● Task prompt
Below are the records. Retype exactly the lines between the lines holding "Target: concrete ground" and "Where can the sandal", inclusive.

● Supplied material
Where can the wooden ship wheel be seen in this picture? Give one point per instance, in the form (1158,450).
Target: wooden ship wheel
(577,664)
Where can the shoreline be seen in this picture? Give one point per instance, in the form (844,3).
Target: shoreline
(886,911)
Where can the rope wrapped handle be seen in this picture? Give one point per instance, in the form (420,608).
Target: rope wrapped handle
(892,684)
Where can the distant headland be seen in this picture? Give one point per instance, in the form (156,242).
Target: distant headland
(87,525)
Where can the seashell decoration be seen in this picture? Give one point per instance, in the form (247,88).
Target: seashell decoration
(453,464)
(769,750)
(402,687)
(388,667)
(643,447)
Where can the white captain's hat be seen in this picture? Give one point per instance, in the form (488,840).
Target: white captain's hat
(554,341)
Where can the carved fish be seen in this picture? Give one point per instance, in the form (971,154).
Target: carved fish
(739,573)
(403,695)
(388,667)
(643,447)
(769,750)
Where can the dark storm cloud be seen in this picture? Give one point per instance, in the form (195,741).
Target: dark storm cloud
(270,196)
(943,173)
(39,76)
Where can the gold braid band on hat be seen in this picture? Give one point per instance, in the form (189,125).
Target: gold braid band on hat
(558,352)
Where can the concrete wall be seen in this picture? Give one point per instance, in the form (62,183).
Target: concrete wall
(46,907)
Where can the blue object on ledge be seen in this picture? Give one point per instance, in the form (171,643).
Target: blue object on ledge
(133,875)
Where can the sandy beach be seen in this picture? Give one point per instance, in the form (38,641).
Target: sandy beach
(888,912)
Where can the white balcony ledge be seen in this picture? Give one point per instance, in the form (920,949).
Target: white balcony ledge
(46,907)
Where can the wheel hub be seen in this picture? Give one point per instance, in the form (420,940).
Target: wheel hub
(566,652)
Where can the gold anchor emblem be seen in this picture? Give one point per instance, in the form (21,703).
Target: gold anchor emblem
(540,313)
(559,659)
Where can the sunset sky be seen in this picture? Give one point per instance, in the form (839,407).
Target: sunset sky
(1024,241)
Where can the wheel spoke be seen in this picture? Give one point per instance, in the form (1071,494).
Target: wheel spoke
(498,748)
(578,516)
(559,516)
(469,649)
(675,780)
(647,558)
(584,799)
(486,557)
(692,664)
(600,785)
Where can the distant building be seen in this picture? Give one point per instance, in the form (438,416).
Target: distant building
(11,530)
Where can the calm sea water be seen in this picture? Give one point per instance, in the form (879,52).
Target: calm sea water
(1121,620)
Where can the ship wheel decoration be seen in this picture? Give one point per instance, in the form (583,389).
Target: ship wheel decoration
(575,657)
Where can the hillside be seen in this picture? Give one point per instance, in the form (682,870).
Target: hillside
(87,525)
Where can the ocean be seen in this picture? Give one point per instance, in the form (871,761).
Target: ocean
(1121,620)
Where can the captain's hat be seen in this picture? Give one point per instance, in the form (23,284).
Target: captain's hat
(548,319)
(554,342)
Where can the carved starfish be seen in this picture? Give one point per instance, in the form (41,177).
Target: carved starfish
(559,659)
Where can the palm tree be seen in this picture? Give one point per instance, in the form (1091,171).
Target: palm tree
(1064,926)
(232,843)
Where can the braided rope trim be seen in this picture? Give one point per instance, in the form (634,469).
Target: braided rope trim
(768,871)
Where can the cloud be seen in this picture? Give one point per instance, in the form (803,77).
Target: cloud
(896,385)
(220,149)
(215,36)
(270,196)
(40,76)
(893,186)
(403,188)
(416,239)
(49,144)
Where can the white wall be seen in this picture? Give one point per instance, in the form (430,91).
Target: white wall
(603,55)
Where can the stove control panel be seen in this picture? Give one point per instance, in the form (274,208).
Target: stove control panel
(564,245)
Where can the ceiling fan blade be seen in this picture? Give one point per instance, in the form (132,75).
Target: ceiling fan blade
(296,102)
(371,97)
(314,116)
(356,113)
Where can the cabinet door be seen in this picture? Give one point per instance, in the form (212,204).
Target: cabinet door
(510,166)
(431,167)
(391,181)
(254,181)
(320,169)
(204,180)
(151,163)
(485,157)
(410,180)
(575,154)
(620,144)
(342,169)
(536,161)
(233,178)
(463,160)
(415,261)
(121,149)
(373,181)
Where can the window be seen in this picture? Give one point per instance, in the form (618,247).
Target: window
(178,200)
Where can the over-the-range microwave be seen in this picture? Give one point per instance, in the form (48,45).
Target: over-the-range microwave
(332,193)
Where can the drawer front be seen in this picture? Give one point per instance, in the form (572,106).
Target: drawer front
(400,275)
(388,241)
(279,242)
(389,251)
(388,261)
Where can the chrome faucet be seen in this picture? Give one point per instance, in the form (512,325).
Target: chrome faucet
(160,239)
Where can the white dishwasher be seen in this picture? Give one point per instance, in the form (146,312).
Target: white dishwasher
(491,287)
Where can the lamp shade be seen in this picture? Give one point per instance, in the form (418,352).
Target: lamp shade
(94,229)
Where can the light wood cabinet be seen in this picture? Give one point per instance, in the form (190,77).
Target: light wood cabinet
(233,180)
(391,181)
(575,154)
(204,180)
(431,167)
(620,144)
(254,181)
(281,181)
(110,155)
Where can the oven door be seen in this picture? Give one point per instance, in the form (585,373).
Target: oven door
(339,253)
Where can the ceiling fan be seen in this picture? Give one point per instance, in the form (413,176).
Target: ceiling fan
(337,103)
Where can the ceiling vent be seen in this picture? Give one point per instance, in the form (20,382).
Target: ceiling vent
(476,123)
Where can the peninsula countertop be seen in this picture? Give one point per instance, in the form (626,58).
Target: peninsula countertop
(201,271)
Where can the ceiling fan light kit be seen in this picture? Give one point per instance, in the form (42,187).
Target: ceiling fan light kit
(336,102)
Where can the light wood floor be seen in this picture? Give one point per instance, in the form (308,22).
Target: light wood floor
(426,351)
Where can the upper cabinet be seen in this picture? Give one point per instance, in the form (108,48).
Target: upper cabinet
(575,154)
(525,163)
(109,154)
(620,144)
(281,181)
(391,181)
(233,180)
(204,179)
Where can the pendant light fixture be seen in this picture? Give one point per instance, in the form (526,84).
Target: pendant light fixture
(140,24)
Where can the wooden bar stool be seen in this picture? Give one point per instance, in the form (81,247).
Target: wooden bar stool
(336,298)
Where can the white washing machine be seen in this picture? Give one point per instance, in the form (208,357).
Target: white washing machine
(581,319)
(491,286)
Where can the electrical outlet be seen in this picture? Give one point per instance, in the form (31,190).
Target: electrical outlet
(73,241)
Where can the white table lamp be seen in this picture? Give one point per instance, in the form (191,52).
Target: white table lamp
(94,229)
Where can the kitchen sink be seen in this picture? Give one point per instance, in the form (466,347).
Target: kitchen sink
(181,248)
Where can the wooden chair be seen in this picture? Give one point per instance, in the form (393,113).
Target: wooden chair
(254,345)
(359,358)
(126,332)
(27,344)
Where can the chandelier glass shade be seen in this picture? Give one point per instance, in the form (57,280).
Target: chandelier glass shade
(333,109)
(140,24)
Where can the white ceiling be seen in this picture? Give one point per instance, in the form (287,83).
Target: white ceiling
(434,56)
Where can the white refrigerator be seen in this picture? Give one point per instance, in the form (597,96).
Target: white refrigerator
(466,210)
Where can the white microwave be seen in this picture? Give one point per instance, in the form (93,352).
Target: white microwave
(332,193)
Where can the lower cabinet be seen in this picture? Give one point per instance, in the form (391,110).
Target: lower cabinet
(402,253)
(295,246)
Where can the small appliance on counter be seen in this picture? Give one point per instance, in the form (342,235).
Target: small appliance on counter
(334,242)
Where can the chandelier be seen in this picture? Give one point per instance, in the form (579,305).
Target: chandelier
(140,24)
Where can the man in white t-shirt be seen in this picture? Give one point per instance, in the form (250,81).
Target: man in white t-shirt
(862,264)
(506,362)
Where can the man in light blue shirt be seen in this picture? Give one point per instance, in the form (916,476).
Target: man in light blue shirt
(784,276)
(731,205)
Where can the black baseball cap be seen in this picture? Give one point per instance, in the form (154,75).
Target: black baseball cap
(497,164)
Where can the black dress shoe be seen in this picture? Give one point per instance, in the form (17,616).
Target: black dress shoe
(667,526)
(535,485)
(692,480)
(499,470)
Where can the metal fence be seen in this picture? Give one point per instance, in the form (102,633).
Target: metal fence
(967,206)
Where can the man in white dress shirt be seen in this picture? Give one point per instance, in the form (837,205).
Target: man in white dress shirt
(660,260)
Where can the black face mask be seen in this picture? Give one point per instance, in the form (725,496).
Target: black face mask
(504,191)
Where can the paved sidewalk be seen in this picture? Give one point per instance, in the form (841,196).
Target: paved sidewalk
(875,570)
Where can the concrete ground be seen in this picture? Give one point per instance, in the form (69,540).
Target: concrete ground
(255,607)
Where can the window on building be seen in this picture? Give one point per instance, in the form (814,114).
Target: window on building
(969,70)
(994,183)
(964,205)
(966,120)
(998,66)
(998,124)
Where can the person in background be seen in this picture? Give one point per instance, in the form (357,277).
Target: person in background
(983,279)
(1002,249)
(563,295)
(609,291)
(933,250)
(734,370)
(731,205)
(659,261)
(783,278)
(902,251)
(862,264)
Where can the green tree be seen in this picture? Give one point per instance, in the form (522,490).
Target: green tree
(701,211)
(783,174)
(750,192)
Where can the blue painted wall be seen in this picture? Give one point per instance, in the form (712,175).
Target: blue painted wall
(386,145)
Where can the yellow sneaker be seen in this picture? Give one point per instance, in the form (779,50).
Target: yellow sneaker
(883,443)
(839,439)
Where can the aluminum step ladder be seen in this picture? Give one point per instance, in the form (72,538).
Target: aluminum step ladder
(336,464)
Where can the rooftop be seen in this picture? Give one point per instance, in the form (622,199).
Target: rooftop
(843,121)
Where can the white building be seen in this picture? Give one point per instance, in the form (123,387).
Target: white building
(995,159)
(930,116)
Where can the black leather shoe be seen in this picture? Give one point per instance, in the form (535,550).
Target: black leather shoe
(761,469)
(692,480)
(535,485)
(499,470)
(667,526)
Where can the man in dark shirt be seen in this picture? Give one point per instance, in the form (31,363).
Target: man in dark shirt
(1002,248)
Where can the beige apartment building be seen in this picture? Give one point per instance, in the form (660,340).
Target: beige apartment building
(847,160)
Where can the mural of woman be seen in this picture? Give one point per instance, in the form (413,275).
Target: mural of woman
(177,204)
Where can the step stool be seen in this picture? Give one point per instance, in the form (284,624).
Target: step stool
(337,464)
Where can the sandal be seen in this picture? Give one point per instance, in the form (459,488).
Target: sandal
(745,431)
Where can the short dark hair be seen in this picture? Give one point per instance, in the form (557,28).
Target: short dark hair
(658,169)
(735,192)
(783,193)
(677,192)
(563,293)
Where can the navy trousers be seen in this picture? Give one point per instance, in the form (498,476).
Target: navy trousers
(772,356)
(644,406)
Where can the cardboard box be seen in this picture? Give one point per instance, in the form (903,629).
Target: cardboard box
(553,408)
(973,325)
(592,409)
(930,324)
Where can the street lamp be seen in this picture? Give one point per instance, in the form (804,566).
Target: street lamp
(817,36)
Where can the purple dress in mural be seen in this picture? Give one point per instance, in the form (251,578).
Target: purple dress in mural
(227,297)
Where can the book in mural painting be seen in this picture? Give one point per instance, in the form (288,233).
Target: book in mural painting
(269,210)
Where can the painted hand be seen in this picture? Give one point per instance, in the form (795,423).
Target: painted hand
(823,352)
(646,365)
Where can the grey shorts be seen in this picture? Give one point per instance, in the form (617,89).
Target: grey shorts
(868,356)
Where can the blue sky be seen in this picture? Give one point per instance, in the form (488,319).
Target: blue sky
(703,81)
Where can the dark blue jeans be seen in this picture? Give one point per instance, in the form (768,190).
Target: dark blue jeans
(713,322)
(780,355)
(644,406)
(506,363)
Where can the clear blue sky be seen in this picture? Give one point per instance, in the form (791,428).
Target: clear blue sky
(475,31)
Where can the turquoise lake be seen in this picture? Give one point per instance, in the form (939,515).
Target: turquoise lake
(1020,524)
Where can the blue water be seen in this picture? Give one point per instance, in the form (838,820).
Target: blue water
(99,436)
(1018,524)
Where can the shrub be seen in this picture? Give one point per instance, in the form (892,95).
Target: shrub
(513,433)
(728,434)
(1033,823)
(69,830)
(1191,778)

● Response
Target: concrete ground
(255,607)
Where can the window on building be seen in this picture? Give one point per instance, in the form (814,114).
Target: window on building
(969,70)
(994,183)
(964,205)
(966,120)
(998,66)
(998,124)
Where can the person in background be seen in this picture? Give one point per instance, in the form (357,277).
Target: person in background
(983,279)
(1002,249)
(563,295)
(609,291)
(933,250)
(734,370)
(731,205)
(659,261)
(783,278)
(902,251)
(862,264)
Where can the green tree be seen in this picture? Give one point per instance, in the form (522,490).
Target: green tree
(701,211)
(783,174)
(750,192)
Where can the blue painted wall be seen in this picture? Give one point per instance, in the form (712,175).
Target: blue painted wall
(386,145)
Where can the yellow sneaker be seen in this picture? Give one point per instance, in the form (779,50).
Target: yellow sneaker
(883,443)
(839,439)
Where can the aluminum step ladder be seen in this picture? Give one point per instance, in the form (72,538).
Target: aluminum step ladder
(336,464)
Where can the rooftop be seen in this picture? Give one point per instance, in the form (622,199).
Target: rooftop
(843,121)
Where can the white building be seen in this picture? Give one point per instance, in the form (123,387).
Target: white building
(995,159)
(930,116)
Where can the black leather shoe be seen in this picture? Give one point per instance, in the form (535,550).
Target: black leather shoe
(761,469)
(692,480)
(535,485)
(499,470)
(667,526)
Where can the man in dark shirt be seen in this picture? Give one point per instance, in the form (31,363).
Target: man in dark shirt
(1002,248)
Where can the beige apartment building be seen in this picture? Give one point per instance, in the form (660,340).
Target: beige apartment building
(847,160)
Where can the mural of woman be seen in this picture? Give one point per instance, in the form (413,275).
Target: mural of woman
(177,204)
Where can the step stool be seen in this picture? Give one point per instance, in the form (284,624).
Target: step stool
(337,464)
Where can the sandal be seen in this picture? Give one point per instance, in the form (459,488).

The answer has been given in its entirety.